• _What is expected_
Copy the records below word for word, starting with the line that contains "Task: point out each instance of the asphalt" and going on through the final line of the records.
───── Data to use
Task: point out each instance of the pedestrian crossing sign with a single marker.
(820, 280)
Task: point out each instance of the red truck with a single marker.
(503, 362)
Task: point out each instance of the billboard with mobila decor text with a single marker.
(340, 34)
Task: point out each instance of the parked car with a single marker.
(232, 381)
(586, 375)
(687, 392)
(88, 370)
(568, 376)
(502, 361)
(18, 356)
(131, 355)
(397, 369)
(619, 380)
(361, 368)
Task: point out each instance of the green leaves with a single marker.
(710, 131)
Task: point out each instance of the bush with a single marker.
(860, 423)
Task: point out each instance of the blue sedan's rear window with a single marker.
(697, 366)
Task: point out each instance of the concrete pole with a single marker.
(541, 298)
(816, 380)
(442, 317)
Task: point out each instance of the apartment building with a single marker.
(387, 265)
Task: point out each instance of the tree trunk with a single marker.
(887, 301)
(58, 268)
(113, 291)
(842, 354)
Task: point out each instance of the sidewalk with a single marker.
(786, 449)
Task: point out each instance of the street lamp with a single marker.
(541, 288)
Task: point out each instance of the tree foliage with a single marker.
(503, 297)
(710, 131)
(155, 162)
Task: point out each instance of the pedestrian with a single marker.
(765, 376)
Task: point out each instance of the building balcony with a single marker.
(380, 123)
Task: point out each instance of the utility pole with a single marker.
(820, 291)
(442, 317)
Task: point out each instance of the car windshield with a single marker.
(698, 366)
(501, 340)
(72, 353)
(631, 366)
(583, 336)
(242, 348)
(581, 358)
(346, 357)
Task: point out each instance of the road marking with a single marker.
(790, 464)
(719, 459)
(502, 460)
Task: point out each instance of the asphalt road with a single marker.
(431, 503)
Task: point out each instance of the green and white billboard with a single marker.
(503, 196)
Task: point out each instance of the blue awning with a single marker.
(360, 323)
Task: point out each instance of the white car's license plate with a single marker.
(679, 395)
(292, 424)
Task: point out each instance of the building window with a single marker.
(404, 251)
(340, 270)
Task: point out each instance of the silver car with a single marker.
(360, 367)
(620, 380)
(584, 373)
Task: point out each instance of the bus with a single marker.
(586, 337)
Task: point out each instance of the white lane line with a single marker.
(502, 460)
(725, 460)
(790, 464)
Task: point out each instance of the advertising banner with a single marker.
──────────
• _Exercise result_
Task: point out each instance of the asphalt road with a single marker.
(431, 503)
Task: point out each instance of the green and white billboard with a single marker.
(503, 196)
Task: point out each instance of the blue awning with a single marker.
(360, 323)
Task: point out each instance of the white car's license plate with a single marker.
(679, 395)
(292, 424)
Task: point out each instance of the building window with a single marker.
(404, 251)
(340, 270)
Task: point out each instance of the silver car with a single marker.
(360, 367)
(620, 380)
(584, 373)
Task: point out each instance of the bus with a single marker.
(586, 337)
Task: point out each instance of the white lane line with a single marker.
(502, 460)
(725, 460)
(790, 464)
Task: point out each instance of the advertising banner with a single marker.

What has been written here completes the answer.